INfluencia : Lush a suspendu il y a quinze jours, ses comptes FB, Insta, Snapchat, etc. Que vous inspire cette démarche ?
Guillaume Gibault : il est clair que la décision de Lush m’a intéressé, interpellé. C’est très courageux de se retirer des réseaux sociaux aujourd’hui, car quoiqu’on en dise ces plateformes sont des leviers de notoriété, et des créatrices de business…
IN. : cela vous-a-t-il interpellé sur la cohérence de votre propres démarche, et sur cette nécessité d’être en phase jusqu’au bout de votre philosophie ?
G.G. : c’est un choix compliqué. D’une part en tant que citoyen, je suis utilisateur des réseaux sociaux. D’un point de vue d’entrepreneur, j’utilise cette présence pour vendre mes produits. Reste que si je m’interroge sur mon engagement, et mon exemplarité je devrais certainement suspendre les comptes du Slip Français… Mais si Lush peut financièrement se le permettre, Le Slip Français aujourd’hui n’en a tout simplement pas les moyens.
IN. : Lush a 20 ans, Le Slip Français 10. Peut-être faut-il plus de temps à votre marque pour la consolider ?
G.G. : c’est vrai que l’aventure a commencé alors que j’avais à peine 25 ans, que nous réalisons aujourd’hui un chiffre d’affaires de 25 millions d’euros, que nous sommes 120 dans l’entreprise, dont 60 au siège social, et l’autre moitié dans nos boutiques…Nous avons tracé un beau parcours en 10 ans. Entreprise à mission depuis juillet 2020, nous nous sommes promis de « réinventer avec panache l’industrie textile », dans un réalisme très français, teinté d’un goût pour l’aventure, et un goût pour l’absolu de grands héros qui me sont chers tels que Romain Gary ou Joseph Kessel…
IN. : Le Slip Français… C’est pas très « Romain Gary», si ? Comment tout frais diplômé de HEC, songe-t-on à créer une marque de slips…
G.G. : en fait, je m’intéresse depuis toujours à l’univers de la mode et aux héros de l’histoire, et lorsque je conclus HEC, mon premier job, je le pratique chez Bio c’Bon, une entreprise éminemment éthique que je respecte. J’étais déjà persuadé que je travaillerais en m’engageant, que ma vie relevait de missions et de défis, mais je savais aussi que je devais créer ma propre histoire. Mon univers de référence historique lié à l’aviation, à la seconde guerre mondiale, par ces auteurs, aviateurs, poètes, ces personnalités engagées dans un combat, qui m’ont mené simplement vers la création d’une marque pour hommes, qui les incarnent, au plus près, avec fidélité… et panache. Des hommes héroïques comme dans nos rêves d’enfants…
Henri Guillaumet, prix Henry Deutch de l’Académie des sports qui récompense un fait sportif entrainant un progrès matériel, scientifique ou moral pour l’humanité
IN. : vous évoquez avec passion Henri Guillaumet, autre héros de l’Aérospostale… grand pilote civil de l’aviation française… Le Slip Français, c’est ce courage, ce sens du devoir, de l’engagement ?

#### TRAVAIL À FAIRE
A. Relevez les réseaux sociaux désignés nommément dans l'entretien.
B. Dénombrez les lignes ci-dessous où figure le mot « buffalo ». Donnez seulement le nombre.

#### DOCUMENTS DE TRAVAIL
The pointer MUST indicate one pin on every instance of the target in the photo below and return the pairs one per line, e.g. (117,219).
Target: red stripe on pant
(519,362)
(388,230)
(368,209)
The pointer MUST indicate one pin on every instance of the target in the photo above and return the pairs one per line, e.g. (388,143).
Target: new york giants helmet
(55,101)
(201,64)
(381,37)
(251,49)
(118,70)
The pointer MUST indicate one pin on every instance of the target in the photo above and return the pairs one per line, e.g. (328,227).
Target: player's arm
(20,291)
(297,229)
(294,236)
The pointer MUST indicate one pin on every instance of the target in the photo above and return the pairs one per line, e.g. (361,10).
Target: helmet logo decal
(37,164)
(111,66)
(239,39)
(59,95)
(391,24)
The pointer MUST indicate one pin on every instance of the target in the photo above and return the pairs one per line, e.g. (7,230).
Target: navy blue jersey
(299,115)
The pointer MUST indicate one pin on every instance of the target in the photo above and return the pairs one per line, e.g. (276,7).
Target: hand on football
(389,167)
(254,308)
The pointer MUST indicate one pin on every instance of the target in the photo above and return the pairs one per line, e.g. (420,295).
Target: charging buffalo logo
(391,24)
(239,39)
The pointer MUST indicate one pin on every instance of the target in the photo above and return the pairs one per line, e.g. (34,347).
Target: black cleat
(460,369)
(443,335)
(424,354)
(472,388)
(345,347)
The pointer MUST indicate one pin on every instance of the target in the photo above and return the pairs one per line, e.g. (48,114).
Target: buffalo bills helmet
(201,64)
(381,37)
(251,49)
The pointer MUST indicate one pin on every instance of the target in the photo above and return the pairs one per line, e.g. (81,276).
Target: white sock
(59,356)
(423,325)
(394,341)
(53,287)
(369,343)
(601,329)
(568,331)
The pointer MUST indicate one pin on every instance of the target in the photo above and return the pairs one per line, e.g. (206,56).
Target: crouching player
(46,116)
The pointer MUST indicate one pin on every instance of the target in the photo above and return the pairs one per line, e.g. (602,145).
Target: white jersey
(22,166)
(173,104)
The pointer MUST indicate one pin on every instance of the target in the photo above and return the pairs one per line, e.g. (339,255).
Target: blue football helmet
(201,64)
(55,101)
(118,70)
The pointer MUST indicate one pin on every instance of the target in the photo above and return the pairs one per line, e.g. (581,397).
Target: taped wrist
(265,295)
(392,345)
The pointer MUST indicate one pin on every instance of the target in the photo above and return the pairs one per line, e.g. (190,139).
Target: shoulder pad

#### RÉPONSES AUX CONSIGNES
A. FB, Insta, Snapchat

B. 2